# EXERCISE OBJECTIVE
Show each line of the data below that contains the word "curtain", copied in full.

⟨

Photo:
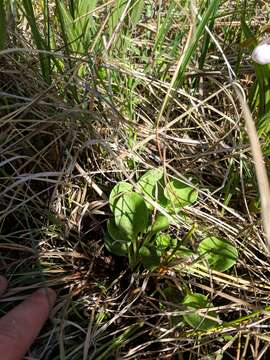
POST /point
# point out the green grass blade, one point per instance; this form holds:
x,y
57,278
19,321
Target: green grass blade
x,y
2,25
198,33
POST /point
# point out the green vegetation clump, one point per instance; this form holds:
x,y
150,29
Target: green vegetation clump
x,y
127,177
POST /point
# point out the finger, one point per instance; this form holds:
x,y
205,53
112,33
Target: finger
x,y
3,285
20,326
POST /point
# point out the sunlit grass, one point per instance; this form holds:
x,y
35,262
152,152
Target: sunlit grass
x,y
94,92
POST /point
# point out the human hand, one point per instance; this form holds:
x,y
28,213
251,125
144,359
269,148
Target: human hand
x,y
21,325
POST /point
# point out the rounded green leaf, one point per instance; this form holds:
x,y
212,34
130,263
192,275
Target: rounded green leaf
x,y
115,232
220,253
116,247
183,252
150,256
163,241
199,322
131,214
150,185
118,190
160,223
180,194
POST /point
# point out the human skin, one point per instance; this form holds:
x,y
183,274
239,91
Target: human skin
x,y
20,326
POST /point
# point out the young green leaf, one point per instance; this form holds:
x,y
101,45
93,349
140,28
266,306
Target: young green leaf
x,y
163,241
219,253
180,194
150,256
149,185
118,190
115,232
199,322
131,214
160,223
116,247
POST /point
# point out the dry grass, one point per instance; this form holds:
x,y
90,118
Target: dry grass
x,y
59,160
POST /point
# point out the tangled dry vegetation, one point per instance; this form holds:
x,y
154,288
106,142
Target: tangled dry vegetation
x,y
65,143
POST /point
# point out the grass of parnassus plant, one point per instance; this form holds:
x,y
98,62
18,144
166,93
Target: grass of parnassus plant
x,y
96,92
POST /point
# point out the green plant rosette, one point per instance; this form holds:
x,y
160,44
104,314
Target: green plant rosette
x,y
220,254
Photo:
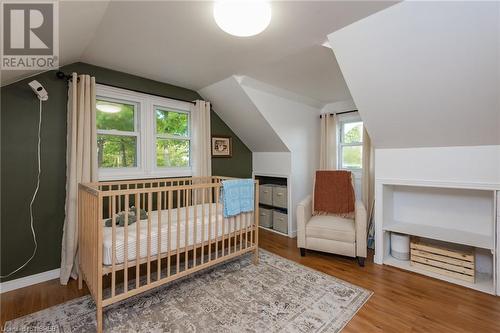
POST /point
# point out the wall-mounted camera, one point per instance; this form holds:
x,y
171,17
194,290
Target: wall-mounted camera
x,y
39,90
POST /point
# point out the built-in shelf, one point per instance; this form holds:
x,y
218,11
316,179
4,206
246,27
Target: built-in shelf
x,y
484,282
443,234
275,231
450,212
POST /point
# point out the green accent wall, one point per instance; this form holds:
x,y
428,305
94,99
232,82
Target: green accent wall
x,y
19,118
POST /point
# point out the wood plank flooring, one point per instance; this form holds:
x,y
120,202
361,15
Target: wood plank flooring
x,y
402,301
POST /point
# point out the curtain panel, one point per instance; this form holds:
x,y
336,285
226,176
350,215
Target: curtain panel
x,y
81,163
368,176
328,143
202,154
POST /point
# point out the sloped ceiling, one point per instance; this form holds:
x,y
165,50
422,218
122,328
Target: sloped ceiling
x,y
178,42
233,105
425,73
78,25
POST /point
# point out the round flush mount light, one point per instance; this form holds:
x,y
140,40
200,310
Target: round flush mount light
x,y
242,18
108,108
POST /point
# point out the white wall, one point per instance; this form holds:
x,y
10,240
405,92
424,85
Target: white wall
x,y
297,124
425,73
232,104
272,164
347,105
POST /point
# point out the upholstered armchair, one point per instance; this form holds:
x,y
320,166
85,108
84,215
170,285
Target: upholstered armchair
x,y
331,233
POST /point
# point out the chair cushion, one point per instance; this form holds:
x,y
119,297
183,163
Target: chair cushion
x,y
331,227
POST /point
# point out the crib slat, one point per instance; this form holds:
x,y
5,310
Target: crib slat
x,y
202,225
195,227
158,251
113,246
240,226
210,224
169,234
223,233
186,230
137,239
125,255
178,210
217,222
247,215
150,205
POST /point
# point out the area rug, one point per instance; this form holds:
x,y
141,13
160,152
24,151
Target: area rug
x,y
277,295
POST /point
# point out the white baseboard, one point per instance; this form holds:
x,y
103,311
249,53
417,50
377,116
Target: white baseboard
x,y
29,280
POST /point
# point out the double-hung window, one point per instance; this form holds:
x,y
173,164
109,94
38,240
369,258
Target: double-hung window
x,y
117,133
350,148
351,145
141,136
173,138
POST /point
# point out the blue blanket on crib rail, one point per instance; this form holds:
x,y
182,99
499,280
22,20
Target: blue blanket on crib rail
x,y
237,196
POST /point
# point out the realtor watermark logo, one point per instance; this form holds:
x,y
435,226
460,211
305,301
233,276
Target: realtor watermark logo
x,y
30,35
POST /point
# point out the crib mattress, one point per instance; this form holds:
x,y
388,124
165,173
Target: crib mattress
x,y
230,225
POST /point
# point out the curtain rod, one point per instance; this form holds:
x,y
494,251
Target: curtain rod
x,y
336,113
67,77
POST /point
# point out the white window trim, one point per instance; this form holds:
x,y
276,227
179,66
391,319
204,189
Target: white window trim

⟩

# COMPLETED EXERCISE
# point out the curtain panel, one point per instance; this form holds:
Target: curtain panel
# point out the curtain rod, one point per instance; this form holds:
Target: curtain rod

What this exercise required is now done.